→ **Supplied records**
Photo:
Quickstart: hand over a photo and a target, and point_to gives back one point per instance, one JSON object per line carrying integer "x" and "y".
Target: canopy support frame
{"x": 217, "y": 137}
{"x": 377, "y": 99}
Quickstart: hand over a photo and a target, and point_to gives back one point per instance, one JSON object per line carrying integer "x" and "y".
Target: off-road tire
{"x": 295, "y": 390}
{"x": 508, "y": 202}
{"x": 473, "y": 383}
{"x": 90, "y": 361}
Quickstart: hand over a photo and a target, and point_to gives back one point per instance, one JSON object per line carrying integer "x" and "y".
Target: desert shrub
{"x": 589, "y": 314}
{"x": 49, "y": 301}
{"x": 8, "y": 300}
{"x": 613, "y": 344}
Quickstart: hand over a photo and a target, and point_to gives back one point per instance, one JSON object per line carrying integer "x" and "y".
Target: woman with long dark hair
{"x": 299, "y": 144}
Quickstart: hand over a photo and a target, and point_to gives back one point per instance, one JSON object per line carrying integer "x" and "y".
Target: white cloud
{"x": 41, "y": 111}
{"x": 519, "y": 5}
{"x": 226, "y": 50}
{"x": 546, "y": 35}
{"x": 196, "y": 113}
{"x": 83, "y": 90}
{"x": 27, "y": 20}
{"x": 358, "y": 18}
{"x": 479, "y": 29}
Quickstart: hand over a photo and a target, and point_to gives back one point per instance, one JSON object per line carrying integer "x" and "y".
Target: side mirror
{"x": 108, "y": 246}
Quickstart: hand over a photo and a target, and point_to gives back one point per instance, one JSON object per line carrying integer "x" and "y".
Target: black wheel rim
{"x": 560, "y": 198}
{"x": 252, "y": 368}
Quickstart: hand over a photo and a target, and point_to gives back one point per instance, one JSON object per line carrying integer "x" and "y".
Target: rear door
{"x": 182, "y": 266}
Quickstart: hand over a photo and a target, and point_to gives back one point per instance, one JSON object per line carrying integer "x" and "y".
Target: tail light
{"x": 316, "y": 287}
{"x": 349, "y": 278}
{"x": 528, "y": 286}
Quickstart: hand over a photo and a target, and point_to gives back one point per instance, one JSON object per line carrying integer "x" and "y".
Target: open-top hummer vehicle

→ **Activity**
All the data is to be copied over exactly as it stands.

→ **Exercise answer**
Photo:
Quickstart: hand over a photo and a target, and point_to gives back one point per instance, one JSON object per line carrying integer "x" and "y".
Target: canopy support frame
{"x": 217, "y": 137}
{"x": 377, "y": 99}
Quickstart: hand over a photo and a target, and point_to gives back one point per instance, one JSON object per line carrying integer "x" and "y".
Target: off-road tire
{"x": 295, "y": 390}
{"x": 508, "y": 202}
{"x": 473, "y": 383}
{"x": 90, "y": 361}
Quickstart: hand over a photo and a target, and point_to gives back one point per instance, one JSON object per line carrying integer "x" and "y".
Target: desert shrub
{"x": 589, "y": 314}
{"x": 49, "y": 301}
{"x": 8, "y": 300}
{"x": 613, "y": 344}
Quickstart: hand over a photo and a target, and point_to gives back one point per instance, one JSON object per line carrying integer "x" and "y".
Target: woman with long dark hair
{"x": 299, "y": 144}
Quickstart: hand over a photo and a target, and point_to gives back one point per instance, one JSON object per line carrying integer "x" and "y".
Target: white cloud
{"x": 41, "y": 111}
{"x": 519, "y": 5}
{"x": 226, "y": 50}
{"x": 546, "y": 35}
{"x": 196, "y": 113}
{"x": 83, "y": 90}
{"x": 27, "y": 20}
{"x": 358, "y": 18}
{"x": 479, "y": 29}
Quickstart: hand over a photo and a target, and point_to gives back one point per instance, one JSON object per line carrying integer "x" and "y".
Target: side mirror
{"x": 108, "y": 246}
Quickstart: hand over a photo and a target, and point_to gives back one point per instance, one JSON object per line carrying integer "x" and "y".
Target: black wheel rim
{"x": 560, "y": 198}
{"x": 252, "y": 368}
Quickstart: hand over a photo and a target, and point_to gives back one point per instance, one JSON object per line carrying integer "x" and "y".
Target: rear door
{"x": 182, "y": 266}
Quickstart: hand over a photo and a target, and point_to gives back one point per instance, one JSON object per line carrying integer "x" and "y".
Target: tail light
{"x": 316, "y": 287}
{"x": 349, "y": 278}
{"x": 528, "y": 286}
Quickstart: hand over a photo and a target, and point_to gives back one point per instance, one JSON object per line carrying integer "x" and "y".
Target: open-top hummer vehicle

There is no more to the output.